### Work to be completed
Give the items as a numbered list, starting at the line that contains "Produce ground-truth annotations for the rippled" and stopping after the line that contains "[0,202,768,524]", with blank lines left out.
--- BEGIN ---
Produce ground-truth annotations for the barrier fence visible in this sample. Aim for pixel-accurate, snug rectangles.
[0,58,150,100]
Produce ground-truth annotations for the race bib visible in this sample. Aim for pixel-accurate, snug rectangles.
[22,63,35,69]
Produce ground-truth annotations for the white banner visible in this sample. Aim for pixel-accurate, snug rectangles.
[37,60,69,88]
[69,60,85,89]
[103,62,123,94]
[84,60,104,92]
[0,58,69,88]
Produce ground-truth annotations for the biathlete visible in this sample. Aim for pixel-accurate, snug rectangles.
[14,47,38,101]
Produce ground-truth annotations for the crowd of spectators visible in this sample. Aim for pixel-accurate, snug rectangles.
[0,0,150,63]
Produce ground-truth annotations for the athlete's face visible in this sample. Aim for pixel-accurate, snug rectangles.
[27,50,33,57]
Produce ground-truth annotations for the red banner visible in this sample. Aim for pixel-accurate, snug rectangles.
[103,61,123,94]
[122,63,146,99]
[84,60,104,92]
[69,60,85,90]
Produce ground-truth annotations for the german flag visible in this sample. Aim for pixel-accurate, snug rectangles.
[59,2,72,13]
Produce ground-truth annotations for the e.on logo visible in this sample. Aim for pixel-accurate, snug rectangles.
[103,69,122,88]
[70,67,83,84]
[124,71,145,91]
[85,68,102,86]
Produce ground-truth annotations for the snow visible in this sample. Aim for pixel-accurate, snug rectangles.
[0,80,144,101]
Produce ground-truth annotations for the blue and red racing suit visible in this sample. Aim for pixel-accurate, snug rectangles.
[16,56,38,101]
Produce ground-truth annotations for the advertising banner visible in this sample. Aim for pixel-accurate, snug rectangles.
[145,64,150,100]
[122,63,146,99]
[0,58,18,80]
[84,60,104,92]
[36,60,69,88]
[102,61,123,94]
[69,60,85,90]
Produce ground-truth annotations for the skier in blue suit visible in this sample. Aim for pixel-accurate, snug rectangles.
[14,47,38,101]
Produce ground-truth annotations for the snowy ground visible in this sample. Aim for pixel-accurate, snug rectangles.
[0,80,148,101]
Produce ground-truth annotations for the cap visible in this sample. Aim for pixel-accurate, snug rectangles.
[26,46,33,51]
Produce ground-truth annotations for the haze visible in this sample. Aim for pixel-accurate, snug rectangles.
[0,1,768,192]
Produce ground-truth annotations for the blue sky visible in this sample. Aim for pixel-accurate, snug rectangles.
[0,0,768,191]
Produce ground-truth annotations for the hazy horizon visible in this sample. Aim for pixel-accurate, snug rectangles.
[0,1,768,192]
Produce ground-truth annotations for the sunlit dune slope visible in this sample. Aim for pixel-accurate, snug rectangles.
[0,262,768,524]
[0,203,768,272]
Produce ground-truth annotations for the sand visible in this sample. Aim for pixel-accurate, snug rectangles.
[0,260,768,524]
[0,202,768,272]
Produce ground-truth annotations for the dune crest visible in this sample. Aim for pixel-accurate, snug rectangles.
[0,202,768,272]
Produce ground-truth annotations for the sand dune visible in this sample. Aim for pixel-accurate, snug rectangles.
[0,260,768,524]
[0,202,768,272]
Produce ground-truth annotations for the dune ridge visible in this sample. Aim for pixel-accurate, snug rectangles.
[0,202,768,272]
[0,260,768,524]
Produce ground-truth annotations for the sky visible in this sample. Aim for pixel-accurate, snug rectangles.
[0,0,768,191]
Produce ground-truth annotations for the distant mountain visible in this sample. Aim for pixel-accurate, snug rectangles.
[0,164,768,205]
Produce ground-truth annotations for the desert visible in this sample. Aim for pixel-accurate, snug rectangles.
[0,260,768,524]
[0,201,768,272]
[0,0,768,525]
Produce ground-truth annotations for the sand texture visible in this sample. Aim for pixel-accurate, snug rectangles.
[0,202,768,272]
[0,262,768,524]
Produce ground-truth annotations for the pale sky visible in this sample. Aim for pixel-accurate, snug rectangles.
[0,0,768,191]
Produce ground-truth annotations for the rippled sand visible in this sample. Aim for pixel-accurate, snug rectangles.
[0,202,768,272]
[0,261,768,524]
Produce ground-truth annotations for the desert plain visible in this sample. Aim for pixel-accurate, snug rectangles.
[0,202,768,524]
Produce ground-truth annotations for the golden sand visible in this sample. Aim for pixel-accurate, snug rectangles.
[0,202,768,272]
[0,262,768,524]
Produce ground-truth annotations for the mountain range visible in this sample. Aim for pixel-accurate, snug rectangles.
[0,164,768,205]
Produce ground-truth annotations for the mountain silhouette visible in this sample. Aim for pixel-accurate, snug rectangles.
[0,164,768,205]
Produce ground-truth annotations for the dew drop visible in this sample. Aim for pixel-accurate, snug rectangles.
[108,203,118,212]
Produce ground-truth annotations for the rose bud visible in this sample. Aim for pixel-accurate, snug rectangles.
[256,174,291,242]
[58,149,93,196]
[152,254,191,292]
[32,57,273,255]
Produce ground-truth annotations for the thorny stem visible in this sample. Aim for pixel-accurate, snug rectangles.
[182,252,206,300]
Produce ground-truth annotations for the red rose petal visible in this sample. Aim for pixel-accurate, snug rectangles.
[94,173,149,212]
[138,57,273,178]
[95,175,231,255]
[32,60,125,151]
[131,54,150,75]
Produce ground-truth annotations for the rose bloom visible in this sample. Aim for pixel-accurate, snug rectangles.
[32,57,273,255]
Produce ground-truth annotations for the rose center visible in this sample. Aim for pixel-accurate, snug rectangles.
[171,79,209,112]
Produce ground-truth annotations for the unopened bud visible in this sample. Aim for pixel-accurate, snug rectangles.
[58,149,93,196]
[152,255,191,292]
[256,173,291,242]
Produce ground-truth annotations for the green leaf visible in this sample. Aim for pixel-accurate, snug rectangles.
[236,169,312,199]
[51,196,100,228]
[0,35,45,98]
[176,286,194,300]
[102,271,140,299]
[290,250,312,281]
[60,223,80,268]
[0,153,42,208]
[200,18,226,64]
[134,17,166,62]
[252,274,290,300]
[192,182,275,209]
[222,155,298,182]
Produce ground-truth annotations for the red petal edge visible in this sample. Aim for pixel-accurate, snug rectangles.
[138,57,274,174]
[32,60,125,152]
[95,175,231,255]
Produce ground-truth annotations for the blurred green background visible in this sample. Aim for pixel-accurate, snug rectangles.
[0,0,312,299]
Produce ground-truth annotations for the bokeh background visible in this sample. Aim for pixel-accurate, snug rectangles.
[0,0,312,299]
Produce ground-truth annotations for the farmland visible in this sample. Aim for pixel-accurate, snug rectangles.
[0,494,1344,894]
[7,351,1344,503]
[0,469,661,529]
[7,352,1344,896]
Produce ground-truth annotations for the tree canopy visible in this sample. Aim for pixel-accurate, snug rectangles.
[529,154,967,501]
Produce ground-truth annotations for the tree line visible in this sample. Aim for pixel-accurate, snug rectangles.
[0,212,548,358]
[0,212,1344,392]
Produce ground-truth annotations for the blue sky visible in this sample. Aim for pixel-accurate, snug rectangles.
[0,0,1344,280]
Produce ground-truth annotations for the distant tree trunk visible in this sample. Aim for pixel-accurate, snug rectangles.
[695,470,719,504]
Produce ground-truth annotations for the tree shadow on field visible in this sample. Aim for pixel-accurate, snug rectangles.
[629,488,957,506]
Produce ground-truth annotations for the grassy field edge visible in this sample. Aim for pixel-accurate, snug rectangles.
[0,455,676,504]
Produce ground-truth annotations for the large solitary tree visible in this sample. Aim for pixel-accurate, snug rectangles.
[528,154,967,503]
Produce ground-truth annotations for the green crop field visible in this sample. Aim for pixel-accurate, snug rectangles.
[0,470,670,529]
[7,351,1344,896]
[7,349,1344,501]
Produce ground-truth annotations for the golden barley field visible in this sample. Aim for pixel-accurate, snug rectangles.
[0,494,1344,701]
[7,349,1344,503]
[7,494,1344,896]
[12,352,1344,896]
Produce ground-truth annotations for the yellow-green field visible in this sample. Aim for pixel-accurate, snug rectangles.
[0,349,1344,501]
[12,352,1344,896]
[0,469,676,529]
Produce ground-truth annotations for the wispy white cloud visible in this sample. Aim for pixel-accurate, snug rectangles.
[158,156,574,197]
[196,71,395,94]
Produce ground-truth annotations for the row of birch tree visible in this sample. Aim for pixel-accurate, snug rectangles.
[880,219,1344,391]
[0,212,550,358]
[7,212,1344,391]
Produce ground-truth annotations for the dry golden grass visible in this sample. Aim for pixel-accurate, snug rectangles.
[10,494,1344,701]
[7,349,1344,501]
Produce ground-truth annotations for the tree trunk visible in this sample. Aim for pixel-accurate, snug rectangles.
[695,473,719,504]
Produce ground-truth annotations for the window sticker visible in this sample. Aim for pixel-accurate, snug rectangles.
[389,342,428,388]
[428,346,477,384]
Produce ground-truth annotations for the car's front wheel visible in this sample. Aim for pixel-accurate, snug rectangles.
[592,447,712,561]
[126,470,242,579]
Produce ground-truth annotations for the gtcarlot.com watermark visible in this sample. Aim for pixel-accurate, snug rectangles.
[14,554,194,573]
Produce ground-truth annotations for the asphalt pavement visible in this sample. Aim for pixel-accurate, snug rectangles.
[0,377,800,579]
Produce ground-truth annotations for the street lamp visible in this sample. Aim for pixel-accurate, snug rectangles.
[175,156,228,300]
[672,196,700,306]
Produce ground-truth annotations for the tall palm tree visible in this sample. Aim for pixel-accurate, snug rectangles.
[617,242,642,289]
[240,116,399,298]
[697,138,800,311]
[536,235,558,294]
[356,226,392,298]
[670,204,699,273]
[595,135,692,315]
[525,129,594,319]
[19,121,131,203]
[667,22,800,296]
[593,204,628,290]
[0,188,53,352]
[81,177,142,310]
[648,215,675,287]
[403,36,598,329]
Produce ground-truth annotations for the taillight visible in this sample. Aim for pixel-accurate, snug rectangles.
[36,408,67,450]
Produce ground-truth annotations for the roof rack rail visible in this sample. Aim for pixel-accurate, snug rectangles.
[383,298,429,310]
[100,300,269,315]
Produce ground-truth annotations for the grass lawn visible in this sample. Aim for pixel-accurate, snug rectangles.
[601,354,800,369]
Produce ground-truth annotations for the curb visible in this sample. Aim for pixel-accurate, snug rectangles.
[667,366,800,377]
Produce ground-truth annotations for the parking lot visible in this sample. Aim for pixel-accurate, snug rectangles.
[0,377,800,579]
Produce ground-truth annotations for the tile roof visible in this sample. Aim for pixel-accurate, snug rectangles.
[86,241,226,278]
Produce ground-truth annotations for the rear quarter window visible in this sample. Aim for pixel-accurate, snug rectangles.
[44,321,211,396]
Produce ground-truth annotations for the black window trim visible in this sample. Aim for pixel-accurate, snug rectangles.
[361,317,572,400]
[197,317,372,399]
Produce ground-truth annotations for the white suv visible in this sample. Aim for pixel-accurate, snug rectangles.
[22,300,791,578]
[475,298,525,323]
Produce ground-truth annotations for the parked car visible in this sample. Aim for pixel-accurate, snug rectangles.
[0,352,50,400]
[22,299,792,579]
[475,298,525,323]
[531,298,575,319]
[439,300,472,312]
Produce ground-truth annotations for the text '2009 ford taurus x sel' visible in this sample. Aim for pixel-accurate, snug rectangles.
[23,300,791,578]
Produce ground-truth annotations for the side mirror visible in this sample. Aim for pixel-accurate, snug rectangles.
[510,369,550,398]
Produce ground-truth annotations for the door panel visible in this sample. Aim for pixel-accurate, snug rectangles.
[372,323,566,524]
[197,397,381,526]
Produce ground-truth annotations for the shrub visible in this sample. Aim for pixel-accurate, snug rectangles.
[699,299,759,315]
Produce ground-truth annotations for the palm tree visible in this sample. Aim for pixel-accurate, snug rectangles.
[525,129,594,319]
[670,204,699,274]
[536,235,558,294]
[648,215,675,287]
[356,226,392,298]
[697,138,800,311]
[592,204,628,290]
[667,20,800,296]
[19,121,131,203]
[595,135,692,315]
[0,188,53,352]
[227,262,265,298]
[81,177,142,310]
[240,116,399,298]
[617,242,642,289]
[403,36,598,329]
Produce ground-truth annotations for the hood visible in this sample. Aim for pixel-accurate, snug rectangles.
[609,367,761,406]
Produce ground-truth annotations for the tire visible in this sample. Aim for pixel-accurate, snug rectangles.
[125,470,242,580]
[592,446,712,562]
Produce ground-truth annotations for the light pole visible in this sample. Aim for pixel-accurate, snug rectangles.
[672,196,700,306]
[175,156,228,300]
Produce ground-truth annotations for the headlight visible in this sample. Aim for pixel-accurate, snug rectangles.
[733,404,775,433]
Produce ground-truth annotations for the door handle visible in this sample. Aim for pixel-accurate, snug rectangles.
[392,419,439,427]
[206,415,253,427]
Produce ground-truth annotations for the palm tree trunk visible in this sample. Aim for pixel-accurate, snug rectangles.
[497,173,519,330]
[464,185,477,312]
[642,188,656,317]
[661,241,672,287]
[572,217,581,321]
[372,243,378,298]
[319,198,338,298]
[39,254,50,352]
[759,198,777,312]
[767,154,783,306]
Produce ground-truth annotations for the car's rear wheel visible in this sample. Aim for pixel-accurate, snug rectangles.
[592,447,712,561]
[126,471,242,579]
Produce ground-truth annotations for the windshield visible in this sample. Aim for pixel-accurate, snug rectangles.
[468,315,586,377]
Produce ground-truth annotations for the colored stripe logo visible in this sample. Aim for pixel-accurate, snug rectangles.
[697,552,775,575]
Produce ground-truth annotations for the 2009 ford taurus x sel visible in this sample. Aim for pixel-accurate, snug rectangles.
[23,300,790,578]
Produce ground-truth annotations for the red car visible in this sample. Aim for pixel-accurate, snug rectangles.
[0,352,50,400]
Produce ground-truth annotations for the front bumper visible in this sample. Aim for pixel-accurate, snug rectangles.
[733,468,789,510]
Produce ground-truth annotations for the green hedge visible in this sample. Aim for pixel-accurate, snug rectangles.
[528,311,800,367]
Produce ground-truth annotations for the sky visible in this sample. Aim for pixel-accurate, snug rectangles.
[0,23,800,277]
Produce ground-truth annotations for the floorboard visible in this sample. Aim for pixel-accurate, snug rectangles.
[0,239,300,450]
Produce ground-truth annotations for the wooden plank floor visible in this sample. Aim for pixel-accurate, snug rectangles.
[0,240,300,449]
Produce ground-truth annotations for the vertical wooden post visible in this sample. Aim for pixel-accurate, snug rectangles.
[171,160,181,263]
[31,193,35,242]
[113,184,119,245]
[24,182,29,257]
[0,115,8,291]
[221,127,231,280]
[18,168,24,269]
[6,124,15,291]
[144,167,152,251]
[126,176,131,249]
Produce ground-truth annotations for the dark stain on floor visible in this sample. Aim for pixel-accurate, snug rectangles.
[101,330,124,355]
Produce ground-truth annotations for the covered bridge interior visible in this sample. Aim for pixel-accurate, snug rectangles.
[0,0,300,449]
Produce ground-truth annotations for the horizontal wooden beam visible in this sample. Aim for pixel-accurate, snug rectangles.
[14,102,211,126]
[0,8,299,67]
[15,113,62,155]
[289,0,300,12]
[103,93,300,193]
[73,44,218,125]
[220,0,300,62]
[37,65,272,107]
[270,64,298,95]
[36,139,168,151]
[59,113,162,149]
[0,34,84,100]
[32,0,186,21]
--- END ---
### Full response
1. Produce ground-truth annotations for the rippled sand visible in this sample. Aim for pixel-accurate, snug rectangles.
2. [0,202,768,272]
3. [0,261,768,524]
4. Produce ground-truth annotations for the desert plain visible in this sample. Aim for pixel-accurate, snug rectangles.
5. [0,202,768,524]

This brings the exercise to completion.